→ TASK REQUIREMENTS
A: According to the article on the nurses' strike, how many replacement workers did the hospital system hire during the strike?
B: Reproduce the passage of the article on the nurses' strike starting at "Tanner said the" and ending at "was reached Thursday.".

The nearly three-month strike by registered nurses at Appalachian Regional Healthcare hospitals in West Virginia and Kentucky is slated to end after a majority of the nurses voted to ratify a new contract with the hospital chain, union negotiators said.

“They should all be able to go home, get off the picket line and get ready to come back to work,” Pat Tanner, chief negotiator for the Kentucky and West Virginia nurses associations, said Saturday night.

Tanner said the majority of striking nurses at ARH hospitals in Beckley and Summers County, and at seven other ARH facilities in Kentucky, voted to ratify the new collective bargaining agreement with Appalachian Regional Healthcare. She declined to disclose the actual vote.

More than 600 of ARH’s 700 registered nurses walked off the job after the old contract expired Sept. 30, and about 500 were still on strike when a tentative agreement between both sides was reached Thursday.

The agreement guarantees that 350 nurses will be back to work by Jan. 31, Tanner said. All remaining nurses will return to work by or before March 1.

“We left no nurse behind,” she said.

The hospital system had hired about 150 replacement workers during the strike.

Tanner said Saturday one of the union’s concerns in negotiations was safe staffing levels. If the replacement nurses were to stay with ARH hospitals, they would be required to join the union.

Tanner declined to release further details of the agreement Saturday night, saying a news release would be issued later.

“This vote is the best thing that could happen to ARH, the nurses and the community,” she said. “We hope that this will help the hospitals’ viability, open closed units and contribute to quality care.”

Beckley-ARH Community CEO Rocco Massey relayed a statement Saturday night through a spokesperson in which he said he was pleased the union nurses had voted to ratify the contract.

“We are looking forward to putting this behind us, and we are anxious to get everyone back to work, in accordance with the return-to-work agreement,” he said.

The strike took a financial toll on at least two hospitals, forcing dozens of layoffs and one unit to close. ARH officials said some patients were refusing to cross picket lines, causing a drop in revenue. Seventeen United Steelworkers employees at Beckley-ARH were laid off and the fourth floor of the hospital was closed earlier this month. The United Steelworkers positions consisted of support staff such as licensed practical nurses and clerical workers.

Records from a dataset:
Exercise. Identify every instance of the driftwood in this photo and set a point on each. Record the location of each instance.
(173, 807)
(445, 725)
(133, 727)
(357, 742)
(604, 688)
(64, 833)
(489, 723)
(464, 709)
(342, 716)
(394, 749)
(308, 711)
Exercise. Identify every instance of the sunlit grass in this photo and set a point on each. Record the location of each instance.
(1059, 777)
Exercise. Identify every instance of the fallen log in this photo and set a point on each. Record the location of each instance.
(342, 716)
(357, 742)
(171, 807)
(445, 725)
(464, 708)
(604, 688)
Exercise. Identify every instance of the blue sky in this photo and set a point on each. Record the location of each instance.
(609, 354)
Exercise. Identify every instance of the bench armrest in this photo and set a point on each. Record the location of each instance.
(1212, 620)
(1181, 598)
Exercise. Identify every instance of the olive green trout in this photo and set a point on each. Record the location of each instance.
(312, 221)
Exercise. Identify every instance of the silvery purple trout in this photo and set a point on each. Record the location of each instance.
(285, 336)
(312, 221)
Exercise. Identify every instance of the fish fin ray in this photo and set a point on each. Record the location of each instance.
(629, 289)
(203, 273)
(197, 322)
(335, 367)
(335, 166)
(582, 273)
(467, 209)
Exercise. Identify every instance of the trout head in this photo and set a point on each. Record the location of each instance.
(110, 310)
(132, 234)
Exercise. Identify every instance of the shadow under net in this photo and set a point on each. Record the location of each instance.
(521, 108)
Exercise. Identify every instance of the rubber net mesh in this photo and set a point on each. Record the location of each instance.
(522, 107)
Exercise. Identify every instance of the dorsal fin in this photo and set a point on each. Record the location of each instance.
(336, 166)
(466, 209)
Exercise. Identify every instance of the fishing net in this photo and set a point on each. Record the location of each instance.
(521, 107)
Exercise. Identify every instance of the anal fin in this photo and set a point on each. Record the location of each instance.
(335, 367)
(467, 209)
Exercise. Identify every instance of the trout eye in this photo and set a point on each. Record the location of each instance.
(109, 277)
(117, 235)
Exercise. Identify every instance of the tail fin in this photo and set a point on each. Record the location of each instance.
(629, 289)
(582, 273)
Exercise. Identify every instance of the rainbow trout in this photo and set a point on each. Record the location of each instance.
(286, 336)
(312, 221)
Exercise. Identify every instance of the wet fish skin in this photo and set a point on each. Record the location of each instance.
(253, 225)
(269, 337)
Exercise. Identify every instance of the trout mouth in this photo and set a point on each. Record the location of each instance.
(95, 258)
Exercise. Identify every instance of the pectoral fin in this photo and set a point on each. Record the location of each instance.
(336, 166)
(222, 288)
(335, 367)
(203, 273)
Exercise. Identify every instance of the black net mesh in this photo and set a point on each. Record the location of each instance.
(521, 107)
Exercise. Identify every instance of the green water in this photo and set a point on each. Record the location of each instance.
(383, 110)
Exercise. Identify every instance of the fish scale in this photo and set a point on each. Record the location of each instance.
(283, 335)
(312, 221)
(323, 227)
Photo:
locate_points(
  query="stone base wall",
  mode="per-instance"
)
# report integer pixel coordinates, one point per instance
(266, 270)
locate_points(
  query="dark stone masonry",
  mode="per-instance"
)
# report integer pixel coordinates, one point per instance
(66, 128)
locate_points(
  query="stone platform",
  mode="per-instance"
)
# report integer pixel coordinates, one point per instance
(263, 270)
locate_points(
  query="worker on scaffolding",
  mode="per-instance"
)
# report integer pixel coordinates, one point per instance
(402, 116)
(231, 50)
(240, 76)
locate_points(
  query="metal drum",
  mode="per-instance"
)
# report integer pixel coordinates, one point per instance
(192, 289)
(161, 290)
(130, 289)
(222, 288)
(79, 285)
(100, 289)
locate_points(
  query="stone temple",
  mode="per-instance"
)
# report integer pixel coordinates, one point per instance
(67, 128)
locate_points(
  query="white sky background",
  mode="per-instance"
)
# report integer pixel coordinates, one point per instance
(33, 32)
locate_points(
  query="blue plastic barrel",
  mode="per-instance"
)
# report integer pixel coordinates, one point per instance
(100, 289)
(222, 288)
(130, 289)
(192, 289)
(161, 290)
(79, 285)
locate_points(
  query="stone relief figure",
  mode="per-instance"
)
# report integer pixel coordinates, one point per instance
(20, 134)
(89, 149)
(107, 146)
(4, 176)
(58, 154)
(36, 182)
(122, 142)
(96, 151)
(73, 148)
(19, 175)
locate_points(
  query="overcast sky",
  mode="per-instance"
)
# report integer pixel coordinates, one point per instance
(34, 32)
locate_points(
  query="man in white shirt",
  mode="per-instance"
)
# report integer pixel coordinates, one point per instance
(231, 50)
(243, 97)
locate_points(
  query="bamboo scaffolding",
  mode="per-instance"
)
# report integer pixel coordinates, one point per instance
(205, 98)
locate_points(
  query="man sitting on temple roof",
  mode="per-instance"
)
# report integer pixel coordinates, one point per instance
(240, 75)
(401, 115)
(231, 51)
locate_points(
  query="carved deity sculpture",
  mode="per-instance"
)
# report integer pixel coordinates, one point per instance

→ SOLUTION SET
A: About 150.

B:
Tanner said the majority of striking nurses at ARH hospitals in Beckley and Summers County, and at seven other ARH facilities in Kentucky, voted to ratify the new collective bargaining agreement with Appalachian Regional Healthcare. She declined to disclose the actual vote.

More than 600 of ARH’s 700 registered nurses walked off the job after the old contract expired Sept. 30, and about 500 were still on strike when a tentative agreement between both sides was reached Thursday.